In the records below, find the line holding "Place a point on each instance of the tree, one" and the line holding "form x=366, y=313.". Set down both, with every line between them, exactly.

(Information provided begins)

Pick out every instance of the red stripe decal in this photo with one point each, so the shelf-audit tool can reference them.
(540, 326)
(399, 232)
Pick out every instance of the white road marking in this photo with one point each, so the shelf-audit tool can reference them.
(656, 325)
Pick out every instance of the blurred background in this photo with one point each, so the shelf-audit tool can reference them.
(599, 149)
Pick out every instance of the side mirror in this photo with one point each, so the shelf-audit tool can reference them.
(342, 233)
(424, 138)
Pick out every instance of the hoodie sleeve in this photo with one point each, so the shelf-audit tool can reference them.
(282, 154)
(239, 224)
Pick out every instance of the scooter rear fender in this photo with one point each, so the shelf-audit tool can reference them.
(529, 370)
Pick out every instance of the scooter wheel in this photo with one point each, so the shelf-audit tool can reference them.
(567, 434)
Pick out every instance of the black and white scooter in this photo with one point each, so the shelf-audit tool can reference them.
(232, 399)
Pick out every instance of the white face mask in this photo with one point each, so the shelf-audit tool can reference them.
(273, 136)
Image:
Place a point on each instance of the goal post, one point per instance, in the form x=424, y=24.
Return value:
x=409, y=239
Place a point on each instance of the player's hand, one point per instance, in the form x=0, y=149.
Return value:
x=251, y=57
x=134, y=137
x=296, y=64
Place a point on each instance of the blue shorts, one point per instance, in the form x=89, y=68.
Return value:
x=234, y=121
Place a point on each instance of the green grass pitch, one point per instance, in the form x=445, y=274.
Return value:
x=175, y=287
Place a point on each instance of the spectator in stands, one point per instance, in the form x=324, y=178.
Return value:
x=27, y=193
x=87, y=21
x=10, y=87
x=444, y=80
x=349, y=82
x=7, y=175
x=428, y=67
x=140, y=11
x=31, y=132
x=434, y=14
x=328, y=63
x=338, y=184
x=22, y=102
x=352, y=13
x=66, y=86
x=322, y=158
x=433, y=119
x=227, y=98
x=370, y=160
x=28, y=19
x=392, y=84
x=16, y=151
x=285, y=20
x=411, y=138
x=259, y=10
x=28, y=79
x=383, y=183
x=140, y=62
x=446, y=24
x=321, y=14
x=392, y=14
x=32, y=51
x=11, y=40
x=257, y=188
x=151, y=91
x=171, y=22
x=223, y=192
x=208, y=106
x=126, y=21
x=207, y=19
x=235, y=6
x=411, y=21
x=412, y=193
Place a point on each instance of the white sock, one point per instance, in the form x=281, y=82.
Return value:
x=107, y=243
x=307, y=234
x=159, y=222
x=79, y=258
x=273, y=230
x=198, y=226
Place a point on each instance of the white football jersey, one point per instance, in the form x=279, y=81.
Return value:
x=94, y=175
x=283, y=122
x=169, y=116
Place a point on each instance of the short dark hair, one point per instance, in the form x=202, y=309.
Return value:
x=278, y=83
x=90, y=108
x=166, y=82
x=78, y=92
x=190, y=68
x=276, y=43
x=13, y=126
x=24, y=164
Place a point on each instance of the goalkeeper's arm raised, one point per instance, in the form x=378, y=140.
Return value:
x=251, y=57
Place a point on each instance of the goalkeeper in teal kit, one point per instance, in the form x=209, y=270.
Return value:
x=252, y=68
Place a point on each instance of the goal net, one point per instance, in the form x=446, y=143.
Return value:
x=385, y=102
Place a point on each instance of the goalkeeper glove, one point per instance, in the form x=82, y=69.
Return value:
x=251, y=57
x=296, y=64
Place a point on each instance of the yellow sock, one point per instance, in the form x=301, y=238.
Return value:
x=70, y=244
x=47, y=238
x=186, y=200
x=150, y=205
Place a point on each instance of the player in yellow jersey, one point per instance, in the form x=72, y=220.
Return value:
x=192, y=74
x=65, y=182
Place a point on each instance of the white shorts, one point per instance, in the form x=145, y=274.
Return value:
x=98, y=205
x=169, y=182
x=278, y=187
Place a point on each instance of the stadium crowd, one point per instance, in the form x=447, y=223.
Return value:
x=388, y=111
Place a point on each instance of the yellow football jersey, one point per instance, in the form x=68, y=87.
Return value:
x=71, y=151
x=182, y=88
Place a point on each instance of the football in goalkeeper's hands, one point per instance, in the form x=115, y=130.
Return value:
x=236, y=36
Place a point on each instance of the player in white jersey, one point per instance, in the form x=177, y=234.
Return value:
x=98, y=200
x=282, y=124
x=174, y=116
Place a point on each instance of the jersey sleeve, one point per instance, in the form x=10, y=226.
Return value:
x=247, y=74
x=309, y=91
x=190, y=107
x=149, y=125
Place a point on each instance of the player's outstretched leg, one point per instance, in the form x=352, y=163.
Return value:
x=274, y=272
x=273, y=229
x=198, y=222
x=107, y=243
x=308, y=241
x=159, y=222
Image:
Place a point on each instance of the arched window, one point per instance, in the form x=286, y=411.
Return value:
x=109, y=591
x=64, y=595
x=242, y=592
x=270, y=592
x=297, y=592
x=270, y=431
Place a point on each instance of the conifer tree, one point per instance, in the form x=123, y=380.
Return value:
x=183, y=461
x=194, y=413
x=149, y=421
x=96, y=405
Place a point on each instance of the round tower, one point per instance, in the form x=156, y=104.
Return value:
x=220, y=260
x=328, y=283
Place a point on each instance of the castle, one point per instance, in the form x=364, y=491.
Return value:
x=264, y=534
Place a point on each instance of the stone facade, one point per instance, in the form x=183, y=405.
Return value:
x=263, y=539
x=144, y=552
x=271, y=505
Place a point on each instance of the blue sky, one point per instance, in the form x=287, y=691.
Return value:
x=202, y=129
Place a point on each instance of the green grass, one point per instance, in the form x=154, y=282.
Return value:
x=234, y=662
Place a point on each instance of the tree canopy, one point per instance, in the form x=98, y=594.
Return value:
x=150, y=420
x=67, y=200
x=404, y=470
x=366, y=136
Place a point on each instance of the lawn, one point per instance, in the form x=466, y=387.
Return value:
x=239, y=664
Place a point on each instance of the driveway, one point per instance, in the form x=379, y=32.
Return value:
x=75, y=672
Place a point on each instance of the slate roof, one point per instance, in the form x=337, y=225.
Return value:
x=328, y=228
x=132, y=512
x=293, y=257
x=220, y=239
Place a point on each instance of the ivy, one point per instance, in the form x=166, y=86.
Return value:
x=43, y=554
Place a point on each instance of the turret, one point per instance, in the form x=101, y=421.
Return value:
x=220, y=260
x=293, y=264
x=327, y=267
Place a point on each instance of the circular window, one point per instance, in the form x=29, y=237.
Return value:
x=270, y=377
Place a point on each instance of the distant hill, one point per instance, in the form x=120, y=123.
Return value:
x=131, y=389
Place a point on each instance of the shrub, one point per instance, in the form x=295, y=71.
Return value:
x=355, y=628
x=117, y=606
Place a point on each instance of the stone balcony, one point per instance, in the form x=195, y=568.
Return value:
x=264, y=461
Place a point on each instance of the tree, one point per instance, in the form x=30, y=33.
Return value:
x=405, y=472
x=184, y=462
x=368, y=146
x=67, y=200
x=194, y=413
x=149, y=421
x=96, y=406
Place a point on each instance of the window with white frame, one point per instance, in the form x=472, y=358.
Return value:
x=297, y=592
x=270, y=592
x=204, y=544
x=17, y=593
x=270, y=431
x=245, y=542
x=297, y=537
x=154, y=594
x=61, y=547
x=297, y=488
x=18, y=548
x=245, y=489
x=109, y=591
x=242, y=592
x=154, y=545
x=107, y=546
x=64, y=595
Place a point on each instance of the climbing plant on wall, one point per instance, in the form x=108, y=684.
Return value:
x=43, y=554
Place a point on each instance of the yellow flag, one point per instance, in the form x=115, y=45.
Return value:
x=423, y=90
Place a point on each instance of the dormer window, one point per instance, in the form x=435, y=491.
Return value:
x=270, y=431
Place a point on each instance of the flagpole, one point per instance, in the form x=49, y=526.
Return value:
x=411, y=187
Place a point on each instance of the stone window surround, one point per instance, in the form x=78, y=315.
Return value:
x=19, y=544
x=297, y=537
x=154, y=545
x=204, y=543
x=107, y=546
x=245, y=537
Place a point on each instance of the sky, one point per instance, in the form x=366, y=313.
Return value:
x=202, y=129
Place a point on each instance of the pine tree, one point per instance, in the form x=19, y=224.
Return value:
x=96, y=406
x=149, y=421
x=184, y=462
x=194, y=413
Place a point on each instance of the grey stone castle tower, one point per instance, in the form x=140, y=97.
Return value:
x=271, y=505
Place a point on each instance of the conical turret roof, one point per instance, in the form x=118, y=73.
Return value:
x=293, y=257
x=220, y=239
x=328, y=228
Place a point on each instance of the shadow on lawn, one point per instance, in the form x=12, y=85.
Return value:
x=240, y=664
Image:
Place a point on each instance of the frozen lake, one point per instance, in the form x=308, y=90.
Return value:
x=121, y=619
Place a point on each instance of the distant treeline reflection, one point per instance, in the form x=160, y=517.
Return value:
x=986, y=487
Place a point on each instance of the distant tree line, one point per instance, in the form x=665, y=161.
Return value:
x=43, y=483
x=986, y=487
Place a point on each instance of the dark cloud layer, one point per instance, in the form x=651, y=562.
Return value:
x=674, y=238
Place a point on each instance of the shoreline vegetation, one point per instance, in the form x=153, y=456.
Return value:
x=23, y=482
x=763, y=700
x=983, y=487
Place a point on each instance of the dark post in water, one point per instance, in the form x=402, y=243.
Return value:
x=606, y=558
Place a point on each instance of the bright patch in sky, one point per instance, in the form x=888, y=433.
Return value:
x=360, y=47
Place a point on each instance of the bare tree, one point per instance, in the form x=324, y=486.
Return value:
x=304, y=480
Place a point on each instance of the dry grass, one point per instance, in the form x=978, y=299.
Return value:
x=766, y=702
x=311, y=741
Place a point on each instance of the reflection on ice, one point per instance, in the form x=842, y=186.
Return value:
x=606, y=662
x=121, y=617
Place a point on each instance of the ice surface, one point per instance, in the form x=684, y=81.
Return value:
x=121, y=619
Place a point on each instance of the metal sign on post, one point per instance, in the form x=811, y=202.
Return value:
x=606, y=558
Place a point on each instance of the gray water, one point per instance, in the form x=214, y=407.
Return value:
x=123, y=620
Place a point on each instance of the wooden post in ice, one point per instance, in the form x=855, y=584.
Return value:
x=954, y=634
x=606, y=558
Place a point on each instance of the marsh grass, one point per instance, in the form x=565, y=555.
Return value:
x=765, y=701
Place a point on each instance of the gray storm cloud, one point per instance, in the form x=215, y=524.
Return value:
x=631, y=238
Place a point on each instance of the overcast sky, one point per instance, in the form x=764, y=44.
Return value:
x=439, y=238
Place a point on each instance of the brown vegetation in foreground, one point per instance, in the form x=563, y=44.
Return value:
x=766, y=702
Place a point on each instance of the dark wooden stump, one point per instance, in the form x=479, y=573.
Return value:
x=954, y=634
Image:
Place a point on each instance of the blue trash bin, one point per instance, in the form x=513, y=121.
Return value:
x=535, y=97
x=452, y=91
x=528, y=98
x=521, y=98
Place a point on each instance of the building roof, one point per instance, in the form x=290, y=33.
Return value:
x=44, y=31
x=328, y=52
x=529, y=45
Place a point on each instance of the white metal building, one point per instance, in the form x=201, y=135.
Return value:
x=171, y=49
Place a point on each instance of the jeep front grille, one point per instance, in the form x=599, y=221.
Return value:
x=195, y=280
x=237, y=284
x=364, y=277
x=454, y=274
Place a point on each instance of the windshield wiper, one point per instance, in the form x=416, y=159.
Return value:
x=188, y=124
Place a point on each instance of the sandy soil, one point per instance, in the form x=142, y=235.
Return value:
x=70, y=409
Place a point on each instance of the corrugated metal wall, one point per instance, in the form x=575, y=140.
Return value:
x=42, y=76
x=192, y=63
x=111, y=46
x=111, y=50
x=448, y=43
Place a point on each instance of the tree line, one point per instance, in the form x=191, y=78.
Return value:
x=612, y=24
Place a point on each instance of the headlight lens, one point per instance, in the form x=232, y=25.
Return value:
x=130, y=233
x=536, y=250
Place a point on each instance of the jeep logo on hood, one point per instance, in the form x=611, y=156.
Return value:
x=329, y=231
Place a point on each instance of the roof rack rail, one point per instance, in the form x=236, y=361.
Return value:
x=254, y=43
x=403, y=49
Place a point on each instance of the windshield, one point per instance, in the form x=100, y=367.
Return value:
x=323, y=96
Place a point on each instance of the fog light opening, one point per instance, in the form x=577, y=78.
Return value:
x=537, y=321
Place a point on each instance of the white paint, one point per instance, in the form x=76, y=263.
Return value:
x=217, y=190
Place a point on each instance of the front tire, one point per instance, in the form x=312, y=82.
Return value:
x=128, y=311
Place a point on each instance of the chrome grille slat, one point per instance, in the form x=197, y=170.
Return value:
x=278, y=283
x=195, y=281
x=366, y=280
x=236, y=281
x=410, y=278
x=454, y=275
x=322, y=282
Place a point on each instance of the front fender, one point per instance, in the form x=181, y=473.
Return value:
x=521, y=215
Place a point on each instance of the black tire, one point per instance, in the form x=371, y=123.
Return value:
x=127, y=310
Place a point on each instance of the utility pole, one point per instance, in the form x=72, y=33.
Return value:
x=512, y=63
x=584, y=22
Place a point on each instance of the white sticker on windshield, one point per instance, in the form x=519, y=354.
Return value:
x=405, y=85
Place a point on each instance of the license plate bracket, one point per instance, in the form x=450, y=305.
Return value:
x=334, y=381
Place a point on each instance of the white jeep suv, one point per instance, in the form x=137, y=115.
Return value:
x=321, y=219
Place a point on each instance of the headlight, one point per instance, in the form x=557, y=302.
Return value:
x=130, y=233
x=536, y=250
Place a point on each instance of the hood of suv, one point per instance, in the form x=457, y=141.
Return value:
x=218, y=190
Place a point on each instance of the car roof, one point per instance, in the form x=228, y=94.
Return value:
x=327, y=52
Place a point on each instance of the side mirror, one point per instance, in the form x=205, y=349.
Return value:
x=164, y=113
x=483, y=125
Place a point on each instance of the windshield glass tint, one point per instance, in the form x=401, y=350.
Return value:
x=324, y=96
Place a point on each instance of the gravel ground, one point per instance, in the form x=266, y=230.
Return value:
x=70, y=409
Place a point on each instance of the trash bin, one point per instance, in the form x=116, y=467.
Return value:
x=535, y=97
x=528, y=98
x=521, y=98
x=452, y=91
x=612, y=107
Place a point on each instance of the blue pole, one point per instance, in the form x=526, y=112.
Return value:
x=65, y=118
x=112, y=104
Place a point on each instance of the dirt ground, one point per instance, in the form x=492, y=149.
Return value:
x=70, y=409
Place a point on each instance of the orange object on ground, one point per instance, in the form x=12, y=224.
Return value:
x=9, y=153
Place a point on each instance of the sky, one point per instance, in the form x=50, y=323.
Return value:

(Information provided ends)

▶ **Written reply**
Place a point on each instance of the tree, one point per instance, in the form x=30, y=33.
Return value:
x=405, y=472
x=184, y=462
x=368, y=146
x=67, y=200
x=194, y=413
x=149, y=421
x=96, y=406
Place a point on each instance of the window with white frame, one point per instance, in the form x=472, y=358.
Return value:
x=297, y=592
x=270, y=592
x=204, y=544
x=17, y=593
x=270, y=431
x=245, y=542
x=297, y=537
x=154, y=594
x=61, y=547
x=297, y=488
x=18, y=548
x=245, y=489
x=109, y=591
x=242, y=592
x=154, y=545
x=107, y=546
x=64, y=595
Place a point on each instance of the climbing plant on wall, one point per instance, in the form x=108, y=684.
Return value:
x=43, y=554
Place a point on each instance of the yellow flag, one point per instance, in the form x=115, y=45.
Return value:
x=423, y=90
Place a point on each instance of the dormer window, one point per instance, in the form x=435, y=491.
Return value:
x=270, y=431
Place a point on each instance of the flagpole, one point per instance, in the form x=49, y=526.
Return value:
x=411, y=187
Place a point on each instance of the stone window surround, one point per instance, in the form x=78, y=315.
Return value:
x=19, y=544
x=297, y=537
x=154, y=545
x=204, y=543
x=107, y=546
x=245, y=537
Place a point on each instance of the sky, one point per instance, in the form x=366, y=313.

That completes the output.